» **GIVEN PASSAGE**:
::::::

The same year (2014), Shaju's two-year-old daughter, Alphine Shaju, died after "choking on food".

In 2016, Jolly allegedly gave Sily Shaju (aged 41), Alphine's mother, a mushroom capsule, which Jolly convinced her would help with energy and depression, and Sily died on the spot soon after.

In 2018, Rojo Thomas (brother of Roy Thomas) came down to Koodathayi and filed a series of RTI applications. From the government hospital, he received a copy of the autopsy report of his brother's body. "When he read the report, he found out that what Jolly told us was wrong. Jolly told us he had food at 3.30 pm and hadn't had food after that. But it was clear in the post-mortem report that he had rice and Bengal gram curry at 8.30 pm," said family friend Mohammad Bawa. "Acute cyanide poisoning can result in death in a matter of seconds. Cyanide does not accumulate in the body and so it is rare to encounter it in slow death cases," explained Dr V. V. Pillay, head of Forensic Medicine & Toxicology, Amrita Institute of Medical Sciences in Kochi.

==Suspects==

Jolly Joseph, who was 47 at the time of her arrest in 2019, was the prime suspect in the murder of six members of the family she married into. It was Renji Thomas, Roy Thomas's sister, who complained to the police about the six unnatural deaths whose investigation led to Jolly Joseph. Following her arrest in October 2019, Jolly confessed to using cyanide to kill the six aforementioned people. She allegedly obtained the cyanide with the help of M. S. Mathew and Praji Kumar, who have also been arrested.

::::::

» **EXCERPTED DATA**:
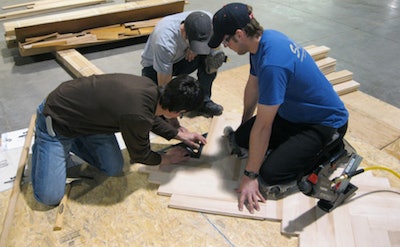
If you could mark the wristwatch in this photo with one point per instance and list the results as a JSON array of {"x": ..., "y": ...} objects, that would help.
[{"x": 251, "y": 175}]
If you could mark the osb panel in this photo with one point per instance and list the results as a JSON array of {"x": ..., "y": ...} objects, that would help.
[{"x": 126, "y": 211}]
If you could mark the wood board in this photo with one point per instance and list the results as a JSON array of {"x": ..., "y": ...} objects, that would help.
[
  {"x": 40, "y": 7},
  {"x": 146, "y": 218},
  {"x": 76, "y": 21}
]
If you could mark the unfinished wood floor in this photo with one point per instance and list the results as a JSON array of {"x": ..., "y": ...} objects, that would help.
[{"x": 127, "y": 210}]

::::::

» **ACTIVITY**: Continue the passage about the Koodathayi cyanide deaths from the point where it ends. The data are separate material and not part of the passage about the Koodathayi cyanide deaths.

» **EXERCISE RESPONSE**:
===Jolly Joseph===

Jolly was originally from Kattappana, Idukki district, and a first-year college dropout. She married her first husband, Roy Thomas, in 1997. Jolly and Roy had two sons, now aged 19 and 24. According to her neighbour, Jolly lied to fellow villagers about being an M.Com. (Master's degree in Commerce) graduate and working at NIT Calicut. Her whereabouts during her daily outings to her fake job remained uncertain. In 2011, her husband Roy Thomas died under mysterious circumstances. Following the death of Shaju Zachariah's wife in 2016, Jolly married Shaju. Jolly had been described as "jovial, friendly, jolly and pious" by people who knew her.

===M. S. Mathew===
According to the police, Mathew, a jewellery shop employee who was also a distant relative and lover of Jolly, was the one who provided Jolly with the cyanide. He reportedly told the police that he procured the cyanide from Praji Kumar after giving him two bottles of alcohol and ₹5000. Mathew claims that Jolly asked him for cyanide to kill a rat that comes near her house.

=== Praji Kumar ===
Praji Kumar was a goldsmith who allegedly gave M. S. Mathew the cyanide. He stated that he assumed the poison was being bought to kill rats.

==In popular culture==
Antony Perumbavoor announced his upcoming movie would be based on the Koodathayi incident, with the leading role played by Mohanlal, synchronized actress Dini Daniel launched a poster through social media of her new movie based the same topic in which she plays as Jolly Joseph.

Malayalam entertainment-oriented TV channels are airing the same topic in their serials but using a different method of storytelling, fencing against legal issues.

In November 2019, Kairali TV released a serial based on the Koodathayi case. Serial actress Divya Sreedhar had played the role of Dolly, a woman who is a psychopath. Krithyam was the first Malayalam television serial that portrayed the Koodathayi incident.

In December 2019, Sony TV's crime series Crime Patrol presented 3 episodes case based on Koodathayi incident.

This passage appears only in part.